◆ **Work instructions**: Nothing but the lines from the line with "Look at the image and find the grass texture." through the end of the data is to be copied, and each is to be copied exactly.
(Input data Opens)
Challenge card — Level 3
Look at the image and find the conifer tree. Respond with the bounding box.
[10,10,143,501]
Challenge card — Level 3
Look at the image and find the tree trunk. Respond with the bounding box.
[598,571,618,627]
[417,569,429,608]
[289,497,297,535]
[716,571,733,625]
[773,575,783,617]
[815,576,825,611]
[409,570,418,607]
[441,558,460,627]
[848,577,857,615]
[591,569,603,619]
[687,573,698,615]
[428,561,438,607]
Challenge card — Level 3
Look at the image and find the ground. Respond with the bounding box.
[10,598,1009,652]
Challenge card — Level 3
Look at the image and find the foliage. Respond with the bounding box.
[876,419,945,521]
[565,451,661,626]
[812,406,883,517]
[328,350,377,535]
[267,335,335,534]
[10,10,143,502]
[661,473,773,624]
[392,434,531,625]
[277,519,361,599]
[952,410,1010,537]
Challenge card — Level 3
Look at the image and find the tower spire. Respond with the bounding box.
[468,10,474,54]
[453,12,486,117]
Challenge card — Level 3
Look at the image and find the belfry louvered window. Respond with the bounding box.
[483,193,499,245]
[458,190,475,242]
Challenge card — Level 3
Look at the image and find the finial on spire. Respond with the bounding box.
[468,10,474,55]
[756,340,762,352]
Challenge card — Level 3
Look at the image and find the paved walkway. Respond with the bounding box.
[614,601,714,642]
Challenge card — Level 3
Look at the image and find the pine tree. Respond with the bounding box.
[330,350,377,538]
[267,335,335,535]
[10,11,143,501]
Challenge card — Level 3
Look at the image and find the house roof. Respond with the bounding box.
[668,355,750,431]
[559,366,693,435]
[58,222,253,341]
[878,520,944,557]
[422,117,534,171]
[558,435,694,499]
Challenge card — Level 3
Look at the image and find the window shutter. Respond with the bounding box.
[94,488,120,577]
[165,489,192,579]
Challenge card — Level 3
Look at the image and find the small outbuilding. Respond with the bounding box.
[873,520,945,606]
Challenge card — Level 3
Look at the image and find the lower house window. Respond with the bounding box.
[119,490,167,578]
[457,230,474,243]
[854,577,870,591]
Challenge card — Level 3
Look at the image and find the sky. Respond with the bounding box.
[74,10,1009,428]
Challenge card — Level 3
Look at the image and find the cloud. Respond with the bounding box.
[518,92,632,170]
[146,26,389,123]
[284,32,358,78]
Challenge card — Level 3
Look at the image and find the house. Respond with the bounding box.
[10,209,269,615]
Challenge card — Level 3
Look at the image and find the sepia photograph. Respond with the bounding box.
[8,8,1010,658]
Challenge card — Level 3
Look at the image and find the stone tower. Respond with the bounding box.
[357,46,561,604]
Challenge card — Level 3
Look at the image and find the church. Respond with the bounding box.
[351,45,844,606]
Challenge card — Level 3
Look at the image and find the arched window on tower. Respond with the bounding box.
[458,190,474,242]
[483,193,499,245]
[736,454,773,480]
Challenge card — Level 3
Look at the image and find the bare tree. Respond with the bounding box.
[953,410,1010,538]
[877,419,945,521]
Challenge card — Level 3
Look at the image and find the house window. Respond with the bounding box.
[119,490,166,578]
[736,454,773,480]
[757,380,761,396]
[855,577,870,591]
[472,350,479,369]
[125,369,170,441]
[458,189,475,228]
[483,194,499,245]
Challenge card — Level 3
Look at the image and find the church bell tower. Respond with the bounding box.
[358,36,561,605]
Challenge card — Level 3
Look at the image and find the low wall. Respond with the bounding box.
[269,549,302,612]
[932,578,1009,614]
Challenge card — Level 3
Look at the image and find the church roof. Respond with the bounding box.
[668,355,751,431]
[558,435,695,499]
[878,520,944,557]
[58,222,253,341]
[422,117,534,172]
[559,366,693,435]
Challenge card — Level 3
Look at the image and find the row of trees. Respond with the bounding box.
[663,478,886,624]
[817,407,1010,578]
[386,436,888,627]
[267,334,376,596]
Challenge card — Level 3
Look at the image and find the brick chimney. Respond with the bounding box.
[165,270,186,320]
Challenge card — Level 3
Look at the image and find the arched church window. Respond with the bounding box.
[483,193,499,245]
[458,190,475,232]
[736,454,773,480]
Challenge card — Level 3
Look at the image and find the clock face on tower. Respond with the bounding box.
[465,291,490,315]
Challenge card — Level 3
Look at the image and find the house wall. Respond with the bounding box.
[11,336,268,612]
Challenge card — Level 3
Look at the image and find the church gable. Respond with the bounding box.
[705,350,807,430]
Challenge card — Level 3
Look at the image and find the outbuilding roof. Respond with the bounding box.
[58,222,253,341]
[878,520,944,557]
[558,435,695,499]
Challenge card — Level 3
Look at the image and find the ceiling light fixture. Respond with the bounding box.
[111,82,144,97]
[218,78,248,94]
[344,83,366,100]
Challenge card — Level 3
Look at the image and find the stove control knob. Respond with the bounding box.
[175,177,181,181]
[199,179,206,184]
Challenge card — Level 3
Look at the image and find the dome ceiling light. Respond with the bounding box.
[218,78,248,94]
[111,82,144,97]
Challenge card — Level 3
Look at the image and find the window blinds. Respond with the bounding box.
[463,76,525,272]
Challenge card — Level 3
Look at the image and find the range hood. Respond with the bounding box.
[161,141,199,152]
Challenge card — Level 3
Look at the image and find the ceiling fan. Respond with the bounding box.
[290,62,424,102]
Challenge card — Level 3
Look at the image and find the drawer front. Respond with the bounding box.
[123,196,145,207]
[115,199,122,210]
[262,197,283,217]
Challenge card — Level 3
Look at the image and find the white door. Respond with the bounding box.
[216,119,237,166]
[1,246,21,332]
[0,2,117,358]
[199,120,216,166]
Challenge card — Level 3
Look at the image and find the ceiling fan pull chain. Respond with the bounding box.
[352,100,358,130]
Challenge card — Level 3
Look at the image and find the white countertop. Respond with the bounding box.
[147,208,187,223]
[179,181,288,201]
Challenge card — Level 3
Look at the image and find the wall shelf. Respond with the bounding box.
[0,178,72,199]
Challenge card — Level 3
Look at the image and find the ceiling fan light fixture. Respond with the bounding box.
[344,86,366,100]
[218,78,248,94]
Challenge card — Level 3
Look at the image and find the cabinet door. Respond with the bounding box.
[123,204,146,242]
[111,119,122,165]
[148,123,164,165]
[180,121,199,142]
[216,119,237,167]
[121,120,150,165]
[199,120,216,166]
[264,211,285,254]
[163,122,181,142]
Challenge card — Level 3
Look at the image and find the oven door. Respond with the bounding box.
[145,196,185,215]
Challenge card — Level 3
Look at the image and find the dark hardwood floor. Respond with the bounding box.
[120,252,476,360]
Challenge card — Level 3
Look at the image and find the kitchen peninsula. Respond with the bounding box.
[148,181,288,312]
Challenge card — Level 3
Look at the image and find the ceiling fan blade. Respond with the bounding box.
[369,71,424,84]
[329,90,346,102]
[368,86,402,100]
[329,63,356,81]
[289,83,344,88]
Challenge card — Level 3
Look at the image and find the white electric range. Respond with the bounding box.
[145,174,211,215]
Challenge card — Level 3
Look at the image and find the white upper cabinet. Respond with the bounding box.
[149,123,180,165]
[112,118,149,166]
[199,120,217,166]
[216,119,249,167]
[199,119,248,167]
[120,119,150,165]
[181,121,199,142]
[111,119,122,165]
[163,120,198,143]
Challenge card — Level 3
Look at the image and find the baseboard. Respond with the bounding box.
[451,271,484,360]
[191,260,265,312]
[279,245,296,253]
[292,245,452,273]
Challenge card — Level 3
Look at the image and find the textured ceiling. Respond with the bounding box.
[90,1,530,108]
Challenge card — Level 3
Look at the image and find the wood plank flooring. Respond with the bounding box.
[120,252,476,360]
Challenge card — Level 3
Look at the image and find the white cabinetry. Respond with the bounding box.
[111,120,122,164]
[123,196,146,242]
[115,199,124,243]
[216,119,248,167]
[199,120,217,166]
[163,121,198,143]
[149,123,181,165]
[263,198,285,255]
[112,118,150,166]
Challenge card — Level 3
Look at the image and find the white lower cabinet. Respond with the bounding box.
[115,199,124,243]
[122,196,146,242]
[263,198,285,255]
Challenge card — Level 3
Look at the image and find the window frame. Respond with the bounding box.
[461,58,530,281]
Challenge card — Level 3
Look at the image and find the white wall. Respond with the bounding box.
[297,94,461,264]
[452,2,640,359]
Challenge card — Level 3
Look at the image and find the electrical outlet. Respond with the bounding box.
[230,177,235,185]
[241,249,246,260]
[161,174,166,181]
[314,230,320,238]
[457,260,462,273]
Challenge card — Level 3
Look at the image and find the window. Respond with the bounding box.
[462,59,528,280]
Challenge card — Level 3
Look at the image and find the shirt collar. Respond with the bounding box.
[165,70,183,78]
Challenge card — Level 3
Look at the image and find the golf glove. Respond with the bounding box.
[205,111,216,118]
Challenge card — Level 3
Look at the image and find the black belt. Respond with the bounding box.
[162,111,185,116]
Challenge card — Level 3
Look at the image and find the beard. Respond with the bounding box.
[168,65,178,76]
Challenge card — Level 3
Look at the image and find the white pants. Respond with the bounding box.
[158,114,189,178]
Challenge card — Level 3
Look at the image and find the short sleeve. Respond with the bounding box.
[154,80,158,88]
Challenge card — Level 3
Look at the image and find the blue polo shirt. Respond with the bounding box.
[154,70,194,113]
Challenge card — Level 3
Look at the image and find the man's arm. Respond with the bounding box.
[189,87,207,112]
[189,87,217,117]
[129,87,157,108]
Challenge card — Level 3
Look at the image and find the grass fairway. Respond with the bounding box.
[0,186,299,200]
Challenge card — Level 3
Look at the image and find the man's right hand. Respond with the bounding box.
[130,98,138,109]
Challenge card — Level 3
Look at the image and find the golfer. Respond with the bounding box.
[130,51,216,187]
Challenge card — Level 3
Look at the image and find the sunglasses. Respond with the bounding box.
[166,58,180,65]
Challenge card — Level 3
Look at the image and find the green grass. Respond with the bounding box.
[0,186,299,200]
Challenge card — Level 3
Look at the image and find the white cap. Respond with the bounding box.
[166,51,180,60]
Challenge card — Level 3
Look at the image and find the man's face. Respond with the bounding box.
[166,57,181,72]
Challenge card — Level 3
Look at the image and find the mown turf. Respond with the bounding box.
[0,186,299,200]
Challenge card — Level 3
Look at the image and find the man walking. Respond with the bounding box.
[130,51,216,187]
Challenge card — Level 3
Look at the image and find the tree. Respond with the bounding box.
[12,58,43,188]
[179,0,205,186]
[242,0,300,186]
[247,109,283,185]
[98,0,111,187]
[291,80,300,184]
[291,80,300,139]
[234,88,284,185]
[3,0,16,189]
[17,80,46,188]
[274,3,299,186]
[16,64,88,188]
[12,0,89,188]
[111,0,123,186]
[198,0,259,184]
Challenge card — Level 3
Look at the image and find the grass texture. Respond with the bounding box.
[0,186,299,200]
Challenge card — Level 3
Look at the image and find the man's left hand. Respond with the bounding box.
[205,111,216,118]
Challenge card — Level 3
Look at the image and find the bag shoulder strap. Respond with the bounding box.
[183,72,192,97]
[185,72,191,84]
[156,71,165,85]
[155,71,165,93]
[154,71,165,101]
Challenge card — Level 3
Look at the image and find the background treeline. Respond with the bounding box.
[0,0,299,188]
(Input data Closes)
◆ **Answer to this problem**:
Look at the image and find the grass texture. Respond with the bounding box.
[0,186,299,200]
Challenge card — Level 3
Look at the image and find the man's left hand. Respond with the bounding box.
[205,111,216,118]
Challenge card — Level 3
Look at the image and find the bag shoulder strap. Respond with the bounding box.
[183,72,192,97]
[185,72,191,84]
[156,71,165,85]
[155,71,165,93]
[154,71,165,101]
Challenge card — Level 3
Look at the image and find the background treeline. Respond with the bounding box.
[0,0,299,188]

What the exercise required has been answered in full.